_WRITTEN TASK_
Render every line of the records below as a Markdown table with the columns "Row" and "Line", numbering the rows in order and leaving out blank lines.

_STORED ROWS_
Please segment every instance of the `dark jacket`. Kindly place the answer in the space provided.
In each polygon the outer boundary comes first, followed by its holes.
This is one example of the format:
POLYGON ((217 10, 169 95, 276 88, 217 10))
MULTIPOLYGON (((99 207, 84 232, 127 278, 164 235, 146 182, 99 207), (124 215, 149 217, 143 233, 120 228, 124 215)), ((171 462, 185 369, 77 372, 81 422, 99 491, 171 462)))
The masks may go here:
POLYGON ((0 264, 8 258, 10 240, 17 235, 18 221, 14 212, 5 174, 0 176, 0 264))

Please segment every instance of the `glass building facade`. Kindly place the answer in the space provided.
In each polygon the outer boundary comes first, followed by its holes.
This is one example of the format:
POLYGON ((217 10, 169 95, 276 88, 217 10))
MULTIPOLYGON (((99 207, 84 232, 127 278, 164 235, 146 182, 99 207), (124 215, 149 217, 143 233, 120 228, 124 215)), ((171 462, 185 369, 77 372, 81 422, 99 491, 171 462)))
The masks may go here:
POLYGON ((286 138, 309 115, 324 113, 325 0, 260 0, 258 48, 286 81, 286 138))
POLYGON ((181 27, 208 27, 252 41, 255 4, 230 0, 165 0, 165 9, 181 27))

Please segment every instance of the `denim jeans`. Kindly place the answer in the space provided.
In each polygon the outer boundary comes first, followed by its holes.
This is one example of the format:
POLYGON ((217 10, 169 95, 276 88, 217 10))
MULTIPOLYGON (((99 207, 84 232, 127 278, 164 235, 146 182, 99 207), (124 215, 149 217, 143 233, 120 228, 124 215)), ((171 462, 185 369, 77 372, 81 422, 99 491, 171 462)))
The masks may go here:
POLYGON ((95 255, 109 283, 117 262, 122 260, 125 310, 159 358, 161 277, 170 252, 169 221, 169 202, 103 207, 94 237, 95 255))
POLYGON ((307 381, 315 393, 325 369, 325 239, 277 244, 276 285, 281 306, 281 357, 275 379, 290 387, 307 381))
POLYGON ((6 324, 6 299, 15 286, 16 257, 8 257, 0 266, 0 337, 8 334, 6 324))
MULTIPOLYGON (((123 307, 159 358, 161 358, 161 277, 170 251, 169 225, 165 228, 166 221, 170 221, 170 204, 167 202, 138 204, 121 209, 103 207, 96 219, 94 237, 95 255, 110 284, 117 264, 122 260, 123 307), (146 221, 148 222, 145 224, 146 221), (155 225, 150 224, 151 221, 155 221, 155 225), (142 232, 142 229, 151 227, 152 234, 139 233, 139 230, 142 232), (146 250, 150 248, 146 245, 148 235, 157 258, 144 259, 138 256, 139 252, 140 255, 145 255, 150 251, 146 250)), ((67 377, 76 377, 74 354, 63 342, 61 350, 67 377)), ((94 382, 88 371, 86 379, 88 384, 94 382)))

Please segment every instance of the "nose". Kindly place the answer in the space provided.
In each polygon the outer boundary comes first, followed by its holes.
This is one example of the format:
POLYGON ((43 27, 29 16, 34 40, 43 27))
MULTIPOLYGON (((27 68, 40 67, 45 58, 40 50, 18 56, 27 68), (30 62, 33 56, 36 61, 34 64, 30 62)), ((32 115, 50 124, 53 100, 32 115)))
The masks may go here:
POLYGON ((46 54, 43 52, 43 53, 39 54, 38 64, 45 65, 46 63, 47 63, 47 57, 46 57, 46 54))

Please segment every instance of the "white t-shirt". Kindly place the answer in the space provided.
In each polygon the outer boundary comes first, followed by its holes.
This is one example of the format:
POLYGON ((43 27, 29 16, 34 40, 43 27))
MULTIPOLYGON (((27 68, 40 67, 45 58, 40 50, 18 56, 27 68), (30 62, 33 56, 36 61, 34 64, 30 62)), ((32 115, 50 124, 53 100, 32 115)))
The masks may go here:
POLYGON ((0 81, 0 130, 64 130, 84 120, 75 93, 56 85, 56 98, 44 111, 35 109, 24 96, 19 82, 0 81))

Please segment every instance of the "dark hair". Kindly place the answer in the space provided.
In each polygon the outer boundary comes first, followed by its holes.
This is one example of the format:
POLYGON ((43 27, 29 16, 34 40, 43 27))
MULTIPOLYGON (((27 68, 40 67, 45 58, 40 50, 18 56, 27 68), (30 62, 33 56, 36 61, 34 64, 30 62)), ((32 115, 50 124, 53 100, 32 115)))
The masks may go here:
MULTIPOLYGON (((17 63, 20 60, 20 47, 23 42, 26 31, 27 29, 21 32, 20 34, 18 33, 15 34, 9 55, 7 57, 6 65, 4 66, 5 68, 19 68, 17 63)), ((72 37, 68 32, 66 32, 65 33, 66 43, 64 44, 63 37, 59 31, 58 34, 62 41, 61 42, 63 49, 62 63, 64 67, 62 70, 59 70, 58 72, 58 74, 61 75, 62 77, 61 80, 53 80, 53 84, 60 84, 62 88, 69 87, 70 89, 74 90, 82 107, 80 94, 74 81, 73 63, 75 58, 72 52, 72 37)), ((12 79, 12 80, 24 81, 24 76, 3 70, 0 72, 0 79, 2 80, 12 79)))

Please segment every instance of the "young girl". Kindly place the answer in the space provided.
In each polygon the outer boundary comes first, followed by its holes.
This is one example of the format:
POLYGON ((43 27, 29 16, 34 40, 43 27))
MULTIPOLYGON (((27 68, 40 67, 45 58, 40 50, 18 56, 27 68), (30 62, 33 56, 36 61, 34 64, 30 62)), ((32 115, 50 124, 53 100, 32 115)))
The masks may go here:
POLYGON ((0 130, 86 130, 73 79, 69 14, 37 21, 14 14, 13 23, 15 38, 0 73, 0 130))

_CORRECT RESULT_
| Row | Line |
|---|---|
| 1 | Please segment every instance of the `dark jacket`. Kindly place the answer in the space provided. |
| 2 | In each polygon the outer boundary comes first, followed by its holes. |
| 3 | This is one example of the format: |
| 4 | POLYGON ((217 10, 169 95, 276 88, 217 10)) |
| 5 | MULTIPOLYGON (((99 207, 84 232, 127 278, 164 235, 146 182, 99 207), (124 215, 149 217, 143 233, 120 228, 124 215)), ((171 462, 185 369, 77 372, 81 422, 99 491, 171 462))) |
| 6 | The masks may go here: |
| 7 | POLYGON ((0 264, 8 258, 10 240, 17 235, 18 221, 14 212, 5 174, 0 176, 0 264)) |
| 8 | Please segment every instance of the `glass building facade`. Kindly place the answer in the space provided. |
| 9 | In each polygon the outer boundary comes first, followed by its holes. |
| 10 | This is one example of the format: |
| 11 | POLYGON ((217 10, 169 95, 276 88, 217 10)) |
| 12 | MULTIPOLYGON (((99 207, 84 232, 127 278, 164 235, 146 182, 99 207), (124 215, 149 217, 143 233, 120 228, 124 215)), ((171 462, 185 369, 77 372, 81 422, 99 491, 171 462))) |
| 13 | The masks may go here: |
| 14 | POLYGON ((286 138, 309 115, 324 113, 325 0, 260 0, 258 48, 286 81, 286 138)) |
| 15 | POLYGON ((181 27, 208 27, 252 41, 255 4, 230 0, 165 0, 165 9, 181 27)) |
| 16 | Please segment every instance of the `denim jeans`. Kindly place the answer in the space provided. |
| 17 | In each polygon the outer boundary comes first, followed by its holes. |
| 18 | This is one example of the format: |
| 19 | POLYGON ((217 10, 169 95, 276 88, 217 10)) |
| 20 | MULTIPOLYGON (((99 207, 84 232, 127 278, 164 235, 146 182, 99 207), (124 215, 149 217, 143 233, 120 228, 124 215)), ((171 462, 185 369, 77 372, 81 422, 99 491, 171 462))) |
| 21 | The masks may go here: |
| 22 | POLYGON ((95 255, 109 283, 117 262, 122 260, 125 310, 159 358, 161 277, 170 252, 169 221, 169 202, 103 207, 94 237, 95 255)) |
| 23 | POLYGON ((307 381, 315 393, 325 369, 325 239, 277 244, 276 285, 281 306, 281 357, 275 379, 290 387, 307 381)) |
| 24 | POLYGON ((6 324, 6 299, 15 286, 16 257, 8 257, 0 266, 0 337, 8 334, 6 324)) |
| 25 | MULTIPOLYGON (((123 307, 159 358, 161 358, 161 277, 170 251, 169 225, 165 228, 166 221, 170 221, 170 204, 167 202, 138 204, 121 209, 103 207, 96 219, 94 237, 95 255, 110 284, 117 264, 122 260, 123 307), (146 221, 148 222, 145 224, 146 221), (155 225, 150 224, 151 221, 155 221, 155 225), (142 232, 142 229, 151 227, 152 234, 139 233, 139 230, 142 232), (146 250, 150 248, 146 245, 148 235, 157 258, 144 259, 138 256, 139 252, 140 255, 145 255, 150 251, 146 250)), ((67 377, 76 377, 74 354, 63 342, 61 350, 67 377)), ((94 382, 88 371, 86 379, 88 384, 94 382))) |
| 26 | Please segment every instance of the "nose". Kindly place the answer in the space provided. |
| 27 | In each polygon the outer boundary comes first, followed by its holes. |
| 28 | This is one example of the format: |
| 29 | POLYGON ((43 27, 29 16, 34 40, 43 27)) |
| 30 | MULTIPOLYGON (((27 68, 40 67, 45 58, 40 50, 18 56, 27 68), (30 62, 33 56, 36 61, 34 64, 30 62)), ((32 115, 50 124, 53 100, 32 115))) |
| 31 | The masks may go here: |
| 32 | POLYGON ((46 54, 43 52, 43 53, 39 54, 38 64, 45 65, 46 63, 47 63, 47 57, 46 57, 46 54)) |
| 33 | Please segment every instance of the "white t-shirt". Kindly place the answer in the space provided. |
| 34 | In each polygon the outer boundary comes first, followed by its holes. |
| 35 | This is one example of the format: |
| 36 | POLYGON ((43 27, 29 16, 34 40, 43 27)) |
| 37 | MULTIPOLYGON (((27 68, 40 67, 45 58, 40 50, 18 56, 27 68), (30 62, 33 56, 36 61, 34 64, 30 62)), ((32 115, 50 124, 53 100, 32 115))) |
| 38 | The masks may go here: |
| 39 | POLYGON ((0 81, 0 130, 64 130, 84 120, 75 93, 56 85, 56 98, 44 111, 35 109, 24 96, 19 82, 0 81)) |
| 40 | Please segment every instance of the "dark hair". Kindly place the answer in the space provided. |
| 41 | In each polygon the outer boundary comes first, followed by its holes. |
| 42 | This is one example of the format: |
| 43 | POLYGON ((43 27, 29 16, 34 40, 43 27)) |
| 44 | MULTIPOLYGON (((27 68, 40 67, 45 58, 40 50, 18 56, 27 68), (30 62, 33 56, 36 61, 34 64, 30 62)), ((32 115, 50 124, 53 100, 32 115))) |
| 45 | The masks may go here: |
| 46 | MULTIPOLYGON (((17 63, 20 60, 20 47, 23 42, 26 31, 27 29, 21 32, 20 34, 18 33, 15 34, 9 55, 7 57, 6 65, 4 66, 5 68, 19 68, 17 63)), ((72 37, 68 32, 66 32, 65 33, 66 43, 64 44, 63 37, 59 31, 58 34, 62 41, 61 42, 63 49, 62 63, 64 67, 62 70, 59 70, 58 72, 58 74, 61 75, 62 77, 61 80, 53 80, 53 84, 60 84, 62 88, 69 87, 70 89, 74 90, 82 107, 80 94, 74 81, 73 63, 75 58, 72 52, 72 37)), ((12 79, 12 80, 24 81, 24 76, 3 70, 0 72, 0 79, 2 80, 12 79))) |
| 47 | Please segment every instance of the "young girl". Kindly place the answer in the space provided. |
| 48 | In each polygon the outer boundary comes first, followed by its holes. |
| 49 | This is one example of the format: |
| 50 | POLYGON ((43 27, 29 16, 34 40, 43 27)) |
| 51 | MULTIPOLYGON (((27 68, 40 67, 45 58, 40 50, 18 56, 27 68), (30 62, 33 56, 36 61, 34 64, 30 62)), ((32 115, 50 124, 53 100, 32 115))) |
| 52 | The masks may go here: |
| 53 | POLYGON ((0 130, 86 130, 73 79, 69 14, 37 21, 14 14, 13 23, 15 38, 0 73, 0 130)) |